» BRIEF 1
Copy out each line of the records that contains the string "plastic". Case counts.

» PASSAGE SHOWN
In each case we solved the problem by upgrading the measurement
scale that was used to record the observations to a scale of higher
value/information content resulting in significantly reduced sample
sizes.
The value of individual observations increases according to the
following measurement scale hierarchy: nominal (of which binary is a
special case), ordinal, interval, and ratio. Understanding this
hierarchy presents the opportunity to improve your data collection
processes (e.g. acceptance sampling, SPC, process capability, and
DOE) by replacing low-value observations with observations of higher
value. The higher value observations carry more information than the
lower values ones so sample sizes can be smaller - in some cases
smaller by a factor of 10 to 30. At this month's meeting, we'll
review the hierarchy of measurement scales, discuss the
opportunities and benefits of replacing low-value observations with
high-value observations, and the possibilities for reducing
experimental sample size.
Errors, Mistakes, and
Failures of Measurement Instruments, 8 May 2020, 7:30-9:00AM,
by Zoom
At last month's QEN meeting we discussed considerations in choosing
a measurement instrument to match the requirements of a measurement
task. We discussed the usual issues: range, discrimination,
linearity, repeatability, reproducibility, and measurement goal -
whether the measurement's intent is to determine if parts meet
specification limits or to determine process capability. Carefully
choosing a measurement instrument should always happen at the
beginning of the life cycle of a measurement process but during that
life cycle measurement instruments can fail. Let's spend this
session talking about our experiences with failed measurement
instruments including the conditions that caused the failure, the
impact on the instrument, the time elapsed between when an
instrument failed and when the failure was detected, and the
associated consequences to the business.
Considerations in Choosing a Measurement
Instrument, 10 April 2020, 7:30-9:00AM.
Join the on-line meeting using Zoom here
or from your web browser using meeting ID: 421 185 186 and
password: 022 990.
We had a request at our last meeting to discuss how to choose an
appropriate measurement instrument for an inspection operation. This
question isn't as simple as it sounds. The usual first thought is to
identify candidate instruments by their measurement range and then
to choose the specific instrument using the rule of 10; i.e. that
the measurement instrument's resolution/graduations must be less
then or equal to 1/10th of the part tolerance. That algorithm
provides a starting point; however, it is also necessary to consider
the gage R&R capability of the instrument, its measurement
uncertainty (in the accuracy sense), the part's process capability,
and whether the purpose of the inspection operation is to collect
data to be used to determine process capability or just to provide
pass/fail results relative to specification limits. We'll discuss
all of these issues at our April 10th meeting.

» BRIEF 2
According to the measurement meeting announcements, why does moving observations to a higher measurement scale allow smaller sample sizes?

» RECORD LIST

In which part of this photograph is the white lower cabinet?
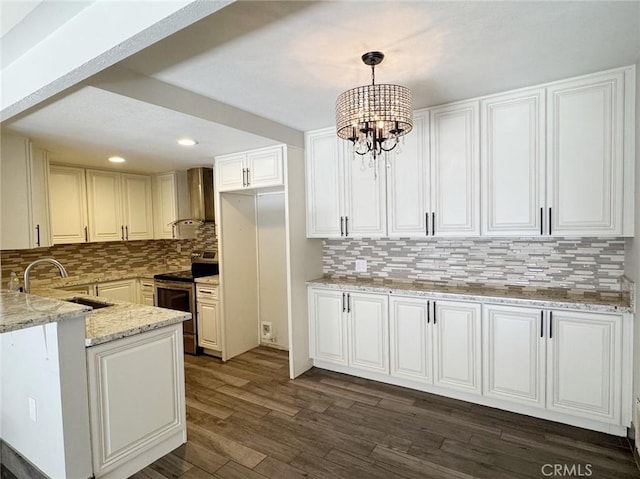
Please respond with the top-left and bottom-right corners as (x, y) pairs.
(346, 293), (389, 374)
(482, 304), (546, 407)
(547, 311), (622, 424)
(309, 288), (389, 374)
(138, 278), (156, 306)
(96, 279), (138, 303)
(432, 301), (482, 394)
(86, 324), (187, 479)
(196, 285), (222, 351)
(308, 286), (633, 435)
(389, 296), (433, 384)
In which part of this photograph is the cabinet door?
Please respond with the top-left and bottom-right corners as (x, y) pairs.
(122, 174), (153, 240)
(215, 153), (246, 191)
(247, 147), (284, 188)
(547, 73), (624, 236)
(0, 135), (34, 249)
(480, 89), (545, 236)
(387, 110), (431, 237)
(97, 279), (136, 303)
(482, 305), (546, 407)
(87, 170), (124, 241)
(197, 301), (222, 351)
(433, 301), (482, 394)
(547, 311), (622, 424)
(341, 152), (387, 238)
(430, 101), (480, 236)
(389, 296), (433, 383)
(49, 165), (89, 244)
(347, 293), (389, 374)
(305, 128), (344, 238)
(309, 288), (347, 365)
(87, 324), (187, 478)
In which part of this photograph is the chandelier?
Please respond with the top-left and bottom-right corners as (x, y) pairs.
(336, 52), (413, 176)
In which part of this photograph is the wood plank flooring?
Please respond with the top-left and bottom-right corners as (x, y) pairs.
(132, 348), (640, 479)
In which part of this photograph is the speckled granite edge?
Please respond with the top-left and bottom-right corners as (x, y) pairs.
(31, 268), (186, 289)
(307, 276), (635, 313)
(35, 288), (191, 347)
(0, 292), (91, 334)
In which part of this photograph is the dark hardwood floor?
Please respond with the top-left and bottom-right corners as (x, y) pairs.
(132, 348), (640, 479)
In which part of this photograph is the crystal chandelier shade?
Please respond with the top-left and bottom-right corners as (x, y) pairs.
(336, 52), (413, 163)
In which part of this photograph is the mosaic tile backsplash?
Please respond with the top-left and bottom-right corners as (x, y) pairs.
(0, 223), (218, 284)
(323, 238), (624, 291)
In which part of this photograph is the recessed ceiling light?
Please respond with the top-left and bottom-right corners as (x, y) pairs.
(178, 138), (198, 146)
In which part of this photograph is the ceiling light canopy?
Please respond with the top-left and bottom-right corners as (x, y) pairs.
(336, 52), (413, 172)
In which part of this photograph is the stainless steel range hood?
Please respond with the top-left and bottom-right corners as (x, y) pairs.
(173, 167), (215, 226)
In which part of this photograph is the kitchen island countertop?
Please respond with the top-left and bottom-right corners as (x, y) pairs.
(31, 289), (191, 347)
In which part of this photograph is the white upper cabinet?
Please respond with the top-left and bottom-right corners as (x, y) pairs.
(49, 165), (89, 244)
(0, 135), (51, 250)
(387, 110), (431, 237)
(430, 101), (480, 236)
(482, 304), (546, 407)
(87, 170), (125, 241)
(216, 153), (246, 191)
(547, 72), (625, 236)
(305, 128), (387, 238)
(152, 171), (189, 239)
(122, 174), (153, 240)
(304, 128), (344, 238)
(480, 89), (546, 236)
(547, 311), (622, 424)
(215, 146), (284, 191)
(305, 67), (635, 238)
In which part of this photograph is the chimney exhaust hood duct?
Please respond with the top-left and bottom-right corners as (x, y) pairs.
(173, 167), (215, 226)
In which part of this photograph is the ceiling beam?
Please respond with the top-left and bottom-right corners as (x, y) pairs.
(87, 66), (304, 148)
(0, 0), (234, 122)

--

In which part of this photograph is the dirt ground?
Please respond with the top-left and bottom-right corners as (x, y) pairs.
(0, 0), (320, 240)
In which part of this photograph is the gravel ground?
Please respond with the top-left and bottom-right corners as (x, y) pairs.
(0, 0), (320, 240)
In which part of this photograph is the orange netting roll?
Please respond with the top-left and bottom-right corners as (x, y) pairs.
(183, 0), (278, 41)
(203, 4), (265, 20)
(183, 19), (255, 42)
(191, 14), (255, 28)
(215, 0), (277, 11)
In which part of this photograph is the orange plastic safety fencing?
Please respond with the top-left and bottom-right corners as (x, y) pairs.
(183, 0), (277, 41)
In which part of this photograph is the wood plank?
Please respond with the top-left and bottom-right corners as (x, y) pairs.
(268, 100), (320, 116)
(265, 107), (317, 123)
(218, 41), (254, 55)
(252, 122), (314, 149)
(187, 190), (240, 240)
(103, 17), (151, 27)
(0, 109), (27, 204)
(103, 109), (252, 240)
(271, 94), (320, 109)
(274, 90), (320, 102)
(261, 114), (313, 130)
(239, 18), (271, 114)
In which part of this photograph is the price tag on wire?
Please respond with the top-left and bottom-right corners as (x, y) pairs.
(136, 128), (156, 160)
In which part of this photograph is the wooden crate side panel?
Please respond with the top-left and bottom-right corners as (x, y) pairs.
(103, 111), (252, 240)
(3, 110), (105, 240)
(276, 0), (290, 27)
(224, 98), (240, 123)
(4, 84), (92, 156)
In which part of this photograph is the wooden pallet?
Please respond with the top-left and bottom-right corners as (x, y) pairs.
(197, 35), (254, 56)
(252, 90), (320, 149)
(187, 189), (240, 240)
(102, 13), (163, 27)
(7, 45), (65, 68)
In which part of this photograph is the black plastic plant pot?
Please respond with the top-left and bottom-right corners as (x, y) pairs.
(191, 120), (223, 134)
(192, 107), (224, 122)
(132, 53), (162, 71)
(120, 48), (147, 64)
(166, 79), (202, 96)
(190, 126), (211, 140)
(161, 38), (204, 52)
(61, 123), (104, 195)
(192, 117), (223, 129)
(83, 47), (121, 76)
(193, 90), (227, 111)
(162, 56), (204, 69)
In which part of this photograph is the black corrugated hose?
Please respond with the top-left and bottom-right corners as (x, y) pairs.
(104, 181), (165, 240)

==

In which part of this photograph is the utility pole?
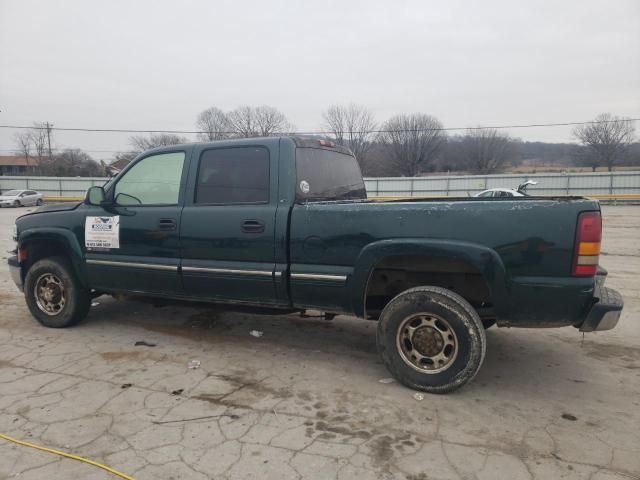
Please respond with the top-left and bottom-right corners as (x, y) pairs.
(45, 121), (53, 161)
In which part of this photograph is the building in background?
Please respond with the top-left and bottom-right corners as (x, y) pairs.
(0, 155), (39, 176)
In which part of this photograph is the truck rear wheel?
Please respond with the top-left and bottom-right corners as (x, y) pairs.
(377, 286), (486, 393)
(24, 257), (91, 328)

» TASK RESPONSE 1
In which part of this photograph is the orange plastic safety fencing?
In which part of this photograph is the black plastic plant pot?

» TASK RESPONSE 2
Observations recorded on a higher scale of the hierarchy (nominal, ordinal, interval, ratio) carry more information than lower-value ones. Fewer of them are therefore needed, so sample sizes can shrink, in some cases by a factor of 10 to 30.